PROVIDED INFORMATION Block Start

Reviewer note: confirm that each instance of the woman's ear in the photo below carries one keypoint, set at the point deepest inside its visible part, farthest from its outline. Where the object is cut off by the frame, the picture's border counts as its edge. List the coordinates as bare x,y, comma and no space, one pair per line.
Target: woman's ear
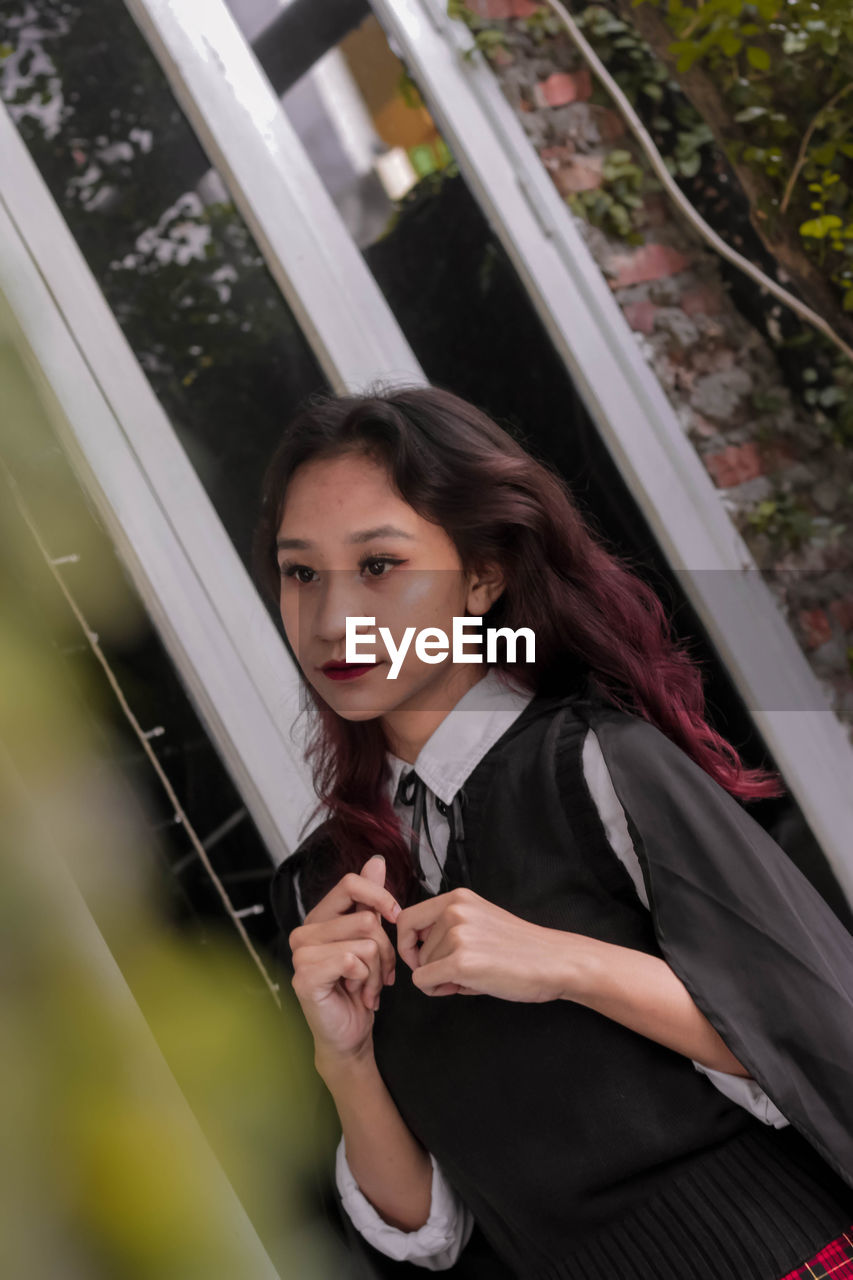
486,585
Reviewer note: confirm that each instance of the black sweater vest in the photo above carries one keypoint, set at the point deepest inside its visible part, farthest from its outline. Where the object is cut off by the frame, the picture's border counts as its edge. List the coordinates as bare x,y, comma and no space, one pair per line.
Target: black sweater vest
583,1148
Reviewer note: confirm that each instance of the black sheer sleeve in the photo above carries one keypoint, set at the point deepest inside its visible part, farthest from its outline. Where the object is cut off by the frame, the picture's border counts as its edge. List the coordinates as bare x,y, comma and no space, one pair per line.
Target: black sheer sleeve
763,956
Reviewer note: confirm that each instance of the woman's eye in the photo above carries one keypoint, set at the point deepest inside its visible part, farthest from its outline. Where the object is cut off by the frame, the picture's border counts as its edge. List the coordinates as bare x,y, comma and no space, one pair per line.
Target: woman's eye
370,562
292,570
379,560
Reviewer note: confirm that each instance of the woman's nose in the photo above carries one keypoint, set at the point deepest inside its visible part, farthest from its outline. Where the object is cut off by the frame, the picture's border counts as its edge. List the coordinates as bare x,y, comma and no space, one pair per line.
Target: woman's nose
340,595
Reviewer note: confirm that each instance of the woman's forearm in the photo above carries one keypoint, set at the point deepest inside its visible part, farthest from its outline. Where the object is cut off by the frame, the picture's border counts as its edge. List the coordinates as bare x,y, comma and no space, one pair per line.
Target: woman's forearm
392,1169
642,992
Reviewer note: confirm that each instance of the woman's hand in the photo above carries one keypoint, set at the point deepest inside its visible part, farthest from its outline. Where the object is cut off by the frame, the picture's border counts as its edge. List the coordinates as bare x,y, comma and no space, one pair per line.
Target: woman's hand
473,947
342,959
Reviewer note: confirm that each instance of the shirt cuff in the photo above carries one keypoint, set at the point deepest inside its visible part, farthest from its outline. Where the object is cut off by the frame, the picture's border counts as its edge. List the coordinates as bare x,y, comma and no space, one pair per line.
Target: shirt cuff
747,1093
436,1246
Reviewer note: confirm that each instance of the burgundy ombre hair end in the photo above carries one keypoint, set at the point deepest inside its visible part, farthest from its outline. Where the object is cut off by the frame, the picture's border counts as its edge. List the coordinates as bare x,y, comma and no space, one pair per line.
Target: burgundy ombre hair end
598,626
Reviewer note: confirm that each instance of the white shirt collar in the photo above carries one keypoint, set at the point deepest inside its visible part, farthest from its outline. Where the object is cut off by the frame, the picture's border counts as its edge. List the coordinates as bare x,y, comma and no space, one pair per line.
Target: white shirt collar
469,730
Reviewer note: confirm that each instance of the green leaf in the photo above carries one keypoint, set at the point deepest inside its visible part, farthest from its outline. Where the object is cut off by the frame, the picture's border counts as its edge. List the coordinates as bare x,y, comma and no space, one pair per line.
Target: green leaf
820,227
730,44
825,154
758,58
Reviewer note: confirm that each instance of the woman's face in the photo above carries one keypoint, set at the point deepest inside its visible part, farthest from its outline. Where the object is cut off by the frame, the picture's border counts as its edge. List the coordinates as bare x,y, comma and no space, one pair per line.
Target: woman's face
364,552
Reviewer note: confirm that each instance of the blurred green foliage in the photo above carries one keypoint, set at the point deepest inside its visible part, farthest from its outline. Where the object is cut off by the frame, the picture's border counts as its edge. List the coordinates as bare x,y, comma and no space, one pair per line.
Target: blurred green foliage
160,1114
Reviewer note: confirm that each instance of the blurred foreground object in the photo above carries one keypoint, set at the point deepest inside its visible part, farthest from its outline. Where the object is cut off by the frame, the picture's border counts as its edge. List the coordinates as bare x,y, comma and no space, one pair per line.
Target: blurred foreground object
158,1111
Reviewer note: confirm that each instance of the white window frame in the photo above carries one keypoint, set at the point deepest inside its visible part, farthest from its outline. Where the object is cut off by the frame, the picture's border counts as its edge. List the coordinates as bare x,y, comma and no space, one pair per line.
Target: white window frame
356,338
634,417
151,502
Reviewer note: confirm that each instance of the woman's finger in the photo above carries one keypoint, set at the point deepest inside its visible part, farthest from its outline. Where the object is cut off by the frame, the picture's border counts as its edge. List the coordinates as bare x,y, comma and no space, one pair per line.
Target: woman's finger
350,891
361,924
318,968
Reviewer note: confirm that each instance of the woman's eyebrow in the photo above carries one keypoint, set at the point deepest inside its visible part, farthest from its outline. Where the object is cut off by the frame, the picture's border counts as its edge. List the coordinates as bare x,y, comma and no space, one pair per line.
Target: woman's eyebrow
365,535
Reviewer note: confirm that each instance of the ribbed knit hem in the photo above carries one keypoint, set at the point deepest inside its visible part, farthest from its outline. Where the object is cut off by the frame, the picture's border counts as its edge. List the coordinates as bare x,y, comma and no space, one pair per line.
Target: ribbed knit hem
746,1211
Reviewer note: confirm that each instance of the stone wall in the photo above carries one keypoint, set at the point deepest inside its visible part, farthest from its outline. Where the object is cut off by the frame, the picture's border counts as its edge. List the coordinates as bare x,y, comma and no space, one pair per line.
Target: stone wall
784,480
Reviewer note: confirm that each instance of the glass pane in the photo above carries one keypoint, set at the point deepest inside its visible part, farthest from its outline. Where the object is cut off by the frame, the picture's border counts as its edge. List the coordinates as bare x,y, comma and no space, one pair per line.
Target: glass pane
56,512
173,257
465,312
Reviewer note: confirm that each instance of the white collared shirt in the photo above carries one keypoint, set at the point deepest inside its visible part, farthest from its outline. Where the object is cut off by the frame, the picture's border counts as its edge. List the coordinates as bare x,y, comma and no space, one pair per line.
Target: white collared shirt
469,730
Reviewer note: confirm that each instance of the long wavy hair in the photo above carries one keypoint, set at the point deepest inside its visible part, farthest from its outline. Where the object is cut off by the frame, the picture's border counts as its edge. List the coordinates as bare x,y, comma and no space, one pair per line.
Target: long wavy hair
598,627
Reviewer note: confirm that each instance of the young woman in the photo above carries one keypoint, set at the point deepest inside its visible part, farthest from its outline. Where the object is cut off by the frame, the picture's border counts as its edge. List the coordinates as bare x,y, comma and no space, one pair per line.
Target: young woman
620,1040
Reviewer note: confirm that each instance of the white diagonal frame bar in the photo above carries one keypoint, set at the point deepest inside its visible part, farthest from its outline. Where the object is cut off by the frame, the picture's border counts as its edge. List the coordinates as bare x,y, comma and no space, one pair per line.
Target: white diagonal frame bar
635,420
245,131
151,502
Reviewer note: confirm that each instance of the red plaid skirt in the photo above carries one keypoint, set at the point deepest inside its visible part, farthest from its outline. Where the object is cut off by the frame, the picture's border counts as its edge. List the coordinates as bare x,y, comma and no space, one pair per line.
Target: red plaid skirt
833,1262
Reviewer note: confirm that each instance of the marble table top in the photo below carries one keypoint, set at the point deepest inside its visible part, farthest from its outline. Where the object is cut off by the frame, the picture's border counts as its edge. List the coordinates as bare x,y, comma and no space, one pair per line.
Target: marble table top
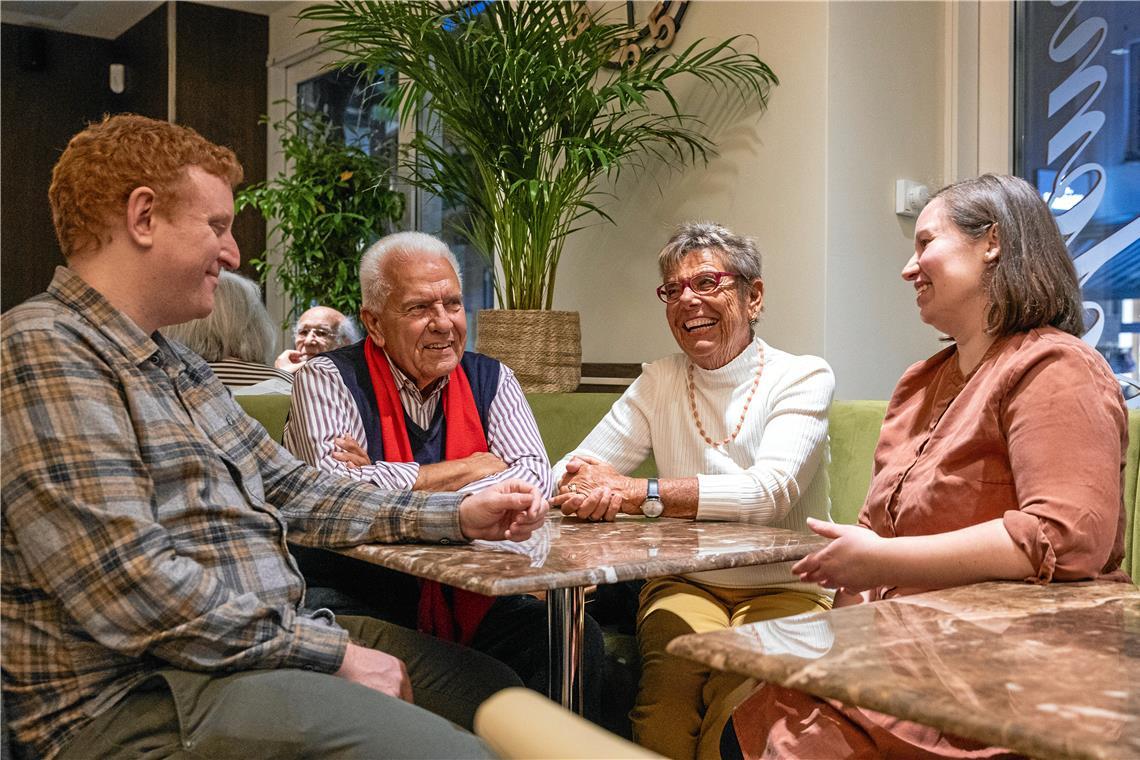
572,553
1051,671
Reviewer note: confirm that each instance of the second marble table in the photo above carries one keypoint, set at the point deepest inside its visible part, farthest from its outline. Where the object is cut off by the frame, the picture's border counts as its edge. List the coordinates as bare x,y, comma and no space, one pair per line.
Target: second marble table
571,555
1050,671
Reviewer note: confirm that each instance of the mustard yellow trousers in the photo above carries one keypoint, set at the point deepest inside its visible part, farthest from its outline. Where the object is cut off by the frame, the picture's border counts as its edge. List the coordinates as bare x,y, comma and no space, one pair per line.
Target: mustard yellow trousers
683,705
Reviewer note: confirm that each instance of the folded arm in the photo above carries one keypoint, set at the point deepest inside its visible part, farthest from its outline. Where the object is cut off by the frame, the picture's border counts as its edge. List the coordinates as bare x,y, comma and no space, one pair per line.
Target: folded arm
86,520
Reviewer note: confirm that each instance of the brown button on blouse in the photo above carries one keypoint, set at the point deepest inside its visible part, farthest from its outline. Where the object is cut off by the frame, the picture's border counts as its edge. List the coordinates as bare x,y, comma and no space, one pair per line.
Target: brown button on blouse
1034,435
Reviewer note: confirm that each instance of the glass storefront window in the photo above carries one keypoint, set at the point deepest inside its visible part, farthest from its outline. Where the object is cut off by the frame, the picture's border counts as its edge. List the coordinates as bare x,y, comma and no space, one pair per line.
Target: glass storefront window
353,101
1077,140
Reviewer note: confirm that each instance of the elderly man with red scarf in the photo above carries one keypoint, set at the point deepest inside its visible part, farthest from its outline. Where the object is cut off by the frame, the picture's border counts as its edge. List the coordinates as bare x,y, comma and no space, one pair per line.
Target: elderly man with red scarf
408,408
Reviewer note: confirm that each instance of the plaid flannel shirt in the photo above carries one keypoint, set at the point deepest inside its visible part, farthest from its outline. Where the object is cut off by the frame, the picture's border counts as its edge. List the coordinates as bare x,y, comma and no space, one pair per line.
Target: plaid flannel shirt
145,519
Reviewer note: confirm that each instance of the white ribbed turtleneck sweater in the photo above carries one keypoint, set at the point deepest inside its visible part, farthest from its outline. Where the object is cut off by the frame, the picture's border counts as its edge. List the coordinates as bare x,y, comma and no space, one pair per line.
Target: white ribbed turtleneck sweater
773,473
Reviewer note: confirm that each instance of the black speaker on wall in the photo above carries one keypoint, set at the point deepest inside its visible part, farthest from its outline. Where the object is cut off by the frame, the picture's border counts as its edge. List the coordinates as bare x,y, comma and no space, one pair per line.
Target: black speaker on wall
32,49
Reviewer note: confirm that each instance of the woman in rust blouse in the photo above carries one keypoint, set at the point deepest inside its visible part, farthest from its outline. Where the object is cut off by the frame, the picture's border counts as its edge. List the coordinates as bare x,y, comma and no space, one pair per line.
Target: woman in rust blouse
1001,456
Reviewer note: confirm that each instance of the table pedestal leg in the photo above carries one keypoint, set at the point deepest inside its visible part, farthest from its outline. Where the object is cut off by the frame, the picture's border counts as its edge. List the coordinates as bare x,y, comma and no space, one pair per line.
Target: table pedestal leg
566,615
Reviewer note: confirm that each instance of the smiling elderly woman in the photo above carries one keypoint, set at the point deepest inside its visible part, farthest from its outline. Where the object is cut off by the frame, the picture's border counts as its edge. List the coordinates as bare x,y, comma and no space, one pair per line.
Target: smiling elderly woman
739,431
1001,458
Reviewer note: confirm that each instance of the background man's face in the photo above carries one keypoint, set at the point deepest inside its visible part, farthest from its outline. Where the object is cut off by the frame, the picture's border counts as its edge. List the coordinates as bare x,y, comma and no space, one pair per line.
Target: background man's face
316,331
423,326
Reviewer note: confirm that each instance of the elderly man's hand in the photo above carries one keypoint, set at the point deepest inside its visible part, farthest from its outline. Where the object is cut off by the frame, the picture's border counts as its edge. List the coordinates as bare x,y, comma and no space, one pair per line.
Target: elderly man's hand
350,452
288,360
512,509
453,474
594,490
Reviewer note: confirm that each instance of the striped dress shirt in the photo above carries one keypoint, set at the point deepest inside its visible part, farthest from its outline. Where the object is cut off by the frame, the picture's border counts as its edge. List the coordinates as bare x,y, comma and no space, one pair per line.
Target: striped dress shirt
323,409
235,373
145,519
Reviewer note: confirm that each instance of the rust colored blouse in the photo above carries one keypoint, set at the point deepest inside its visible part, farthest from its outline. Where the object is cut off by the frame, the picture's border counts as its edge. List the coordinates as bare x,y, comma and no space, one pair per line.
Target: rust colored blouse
1034,435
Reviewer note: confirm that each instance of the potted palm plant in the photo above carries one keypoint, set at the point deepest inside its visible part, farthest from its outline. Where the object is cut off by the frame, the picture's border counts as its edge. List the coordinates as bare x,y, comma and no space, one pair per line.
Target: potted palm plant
333,202
535,116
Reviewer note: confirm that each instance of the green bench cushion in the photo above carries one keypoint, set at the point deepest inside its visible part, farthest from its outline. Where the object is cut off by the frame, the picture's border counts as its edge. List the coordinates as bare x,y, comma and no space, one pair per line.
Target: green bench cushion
269,409
854,430
566,418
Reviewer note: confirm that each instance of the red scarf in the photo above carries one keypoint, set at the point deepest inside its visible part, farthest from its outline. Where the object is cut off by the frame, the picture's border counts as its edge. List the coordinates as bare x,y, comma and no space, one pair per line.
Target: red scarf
457,621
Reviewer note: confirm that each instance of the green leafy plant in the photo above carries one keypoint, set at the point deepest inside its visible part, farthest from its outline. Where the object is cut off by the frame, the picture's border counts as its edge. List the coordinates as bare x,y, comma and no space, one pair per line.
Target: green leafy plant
327,207
536,117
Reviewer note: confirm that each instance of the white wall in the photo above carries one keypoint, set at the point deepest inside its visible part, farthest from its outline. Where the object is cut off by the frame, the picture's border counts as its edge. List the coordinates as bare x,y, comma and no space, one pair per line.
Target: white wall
768,182
886,115
865,97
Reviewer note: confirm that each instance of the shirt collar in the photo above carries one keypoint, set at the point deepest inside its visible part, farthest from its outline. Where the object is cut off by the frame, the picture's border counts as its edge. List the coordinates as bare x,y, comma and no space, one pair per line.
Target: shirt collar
72,291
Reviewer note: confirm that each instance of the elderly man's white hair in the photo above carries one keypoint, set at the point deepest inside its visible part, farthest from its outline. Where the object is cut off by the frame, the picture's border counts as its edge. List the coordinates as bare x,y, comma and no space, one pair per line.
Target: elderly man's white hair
374,285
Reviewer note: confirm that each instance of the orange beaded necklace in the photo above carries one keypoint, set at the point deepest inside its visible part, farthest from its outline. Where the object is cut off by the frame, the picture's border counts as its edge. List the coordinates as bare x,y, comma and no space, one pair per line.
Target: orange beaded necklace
743,413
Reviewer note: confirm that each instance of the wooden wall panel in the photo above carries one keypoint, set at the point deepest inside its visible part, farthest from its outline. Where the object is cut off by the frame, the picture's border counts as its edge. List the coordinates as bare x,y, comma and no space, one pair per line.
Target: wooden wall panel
50,86
221,91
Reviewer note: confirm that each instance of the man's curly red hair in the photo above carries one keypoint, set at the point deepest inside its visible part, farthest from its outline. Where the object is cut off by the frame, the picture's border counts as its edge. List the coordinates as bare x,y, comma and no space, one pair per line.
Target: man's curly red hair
107,161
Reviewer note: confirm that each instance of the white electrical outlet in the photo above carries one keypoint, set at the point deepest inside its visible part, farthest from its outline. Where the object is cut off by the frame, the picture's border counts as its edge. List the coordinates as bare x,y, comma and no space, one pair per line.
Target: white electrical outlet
910,197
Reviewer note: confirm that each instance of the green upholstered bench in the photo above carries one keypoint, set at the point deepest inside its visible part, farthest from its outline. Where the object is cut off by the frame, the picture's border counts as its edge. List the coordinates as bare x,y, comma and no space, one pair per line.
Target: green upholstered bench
566,418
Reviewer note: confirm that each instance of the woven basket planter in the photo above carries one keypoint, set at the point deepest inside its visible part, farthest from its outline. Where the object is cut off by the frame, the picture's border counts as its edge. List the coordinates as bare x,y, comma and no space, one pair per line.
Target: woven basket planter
543,348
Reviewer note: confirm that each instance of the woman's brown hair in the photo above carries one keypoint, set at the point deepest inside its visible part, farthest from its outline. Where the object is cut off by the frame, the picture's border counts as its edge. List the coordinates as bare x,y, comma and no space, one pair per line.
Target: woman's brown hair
1032,283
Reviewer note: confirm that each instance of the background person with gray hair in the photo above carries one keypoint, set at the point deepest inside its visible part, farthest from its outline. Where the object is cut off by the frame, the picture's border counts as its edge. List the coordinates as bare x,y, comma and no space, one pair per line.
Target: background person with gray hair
237,338
318,329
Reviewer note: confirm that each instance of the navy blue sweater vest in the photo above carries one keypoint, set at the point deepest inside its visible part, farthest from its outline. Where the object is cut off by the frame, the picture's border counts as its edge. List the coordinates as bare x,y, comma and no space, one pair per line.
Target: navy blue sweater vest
426,444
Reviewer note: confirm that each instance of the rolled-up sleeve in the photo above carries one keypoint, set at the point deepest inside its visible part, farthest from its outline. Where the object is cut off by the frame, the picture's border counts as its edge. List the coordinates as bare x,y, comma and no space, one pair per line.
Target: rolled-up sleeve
1066,451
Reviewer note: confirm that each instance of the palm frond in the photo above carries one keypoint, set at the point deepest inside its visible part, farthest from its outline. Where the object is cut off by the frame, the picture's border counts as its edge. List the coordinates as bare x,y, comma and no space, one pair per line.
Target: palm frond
538,117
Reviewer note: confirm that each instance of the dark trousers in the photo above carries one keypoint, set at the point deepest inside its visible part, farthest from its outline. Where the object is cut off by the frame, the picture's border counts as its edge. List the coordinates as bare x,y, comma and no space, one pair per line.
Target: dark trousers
514,630
291,713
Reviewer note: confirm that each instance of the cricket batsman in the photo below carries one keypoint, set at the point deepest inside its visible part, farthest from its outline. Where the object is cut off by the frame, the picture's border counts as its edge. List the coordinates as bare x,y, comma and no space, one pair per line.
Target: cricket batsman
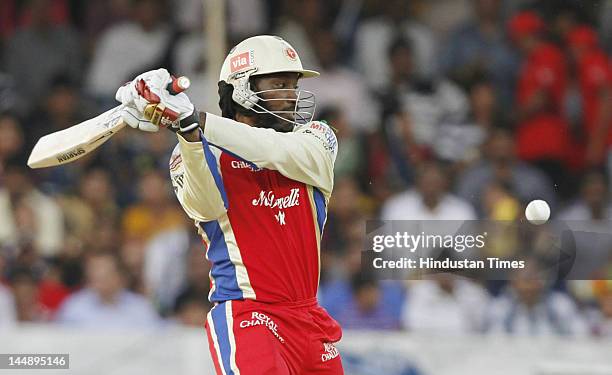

PROVIDED INFORMATION Block End

Note every line above where the string "cricket" shows up, and copy those lines.

Reviewer note: confirm that each instance of the cricket batsman in the photo below carries one keypoint, set at the point deepest inside its visible part, farthest from its outline. Where the object is cut off by the frame, the picture's border counts as its edge. List the coordinates as bare x,y, comma and no space, one pair per line.
Target: cricket batsman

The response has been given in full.